- TEXT SHOWN -
begin

I have found another example of an outer measure, which is not regular:

Let $\{ a_n \}_{n=0}^\infty$ be a strictly increasing sequence in $\mathbb R$, which satisfies $$ 0 = a_0 < \frac 1 2 < a_1 < a_2 < \cdots < 1 \quad \text{and} \quad \lim_{n \to \infty} a_n = 1 \; .$$ We define $\mu: \mathcal P(\mathbb N) \to [0, \infty]$ as $$ \mu(A) = \begin{cases} a_{\# A} \, , & A \text{ is finite} \\ 1 \, , & A \text{ is infinite}\end{cases} \; . $$

We easily see, that $\mu$ is an outer measure.

Now, if $A \subset \mathbb N$ is finite, $A \neq \emptyset$, then $$ 1 = \mu(\mathbb N) \neq \underbrace{ \mu(\mathbb N \cap A) }_{> \frac 1 2} + \underbrace{ \mu(\mathbb N \backslash A)}_{=1} > \frac 3 2 \; ,$$ so $A$ is not $\mu$-measurable.

end

Rows from a pointing dataset:
begin

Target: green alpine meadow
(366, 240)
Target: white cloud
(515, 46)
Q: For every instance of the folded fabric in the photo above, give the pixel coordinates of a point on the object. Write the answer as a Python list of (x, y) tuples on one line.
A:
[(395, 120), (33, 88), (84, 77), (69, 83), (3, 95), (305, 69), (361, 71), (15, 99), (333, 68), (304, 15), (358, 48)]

end

- TO DO -
a) Edit the outer measure text from "We easily see, that" to "is not $\mu$-measurable.", putting "readily" in place of "easily".
b) In the outer measure text, what value does μ give to a set A that is infinite?

- EXPECTED ANSWERS -
a)
We readily see, that $\mu$ is an outer measure.

Now, if $A \subset \mathbb N$ is finite, $A \neq \emptyset$, then $$ 1 = \mu(\mathbb N) \neq \underbrace{ \mu(\mathbb N \cap A) }_{> \frac 1 2} + \underbrace{ \mu(\mathbb N \backslash A)}_{=1} > \frac 3 2 \; ,$$ so $A$ is not $\mu$-measurable.

b) 1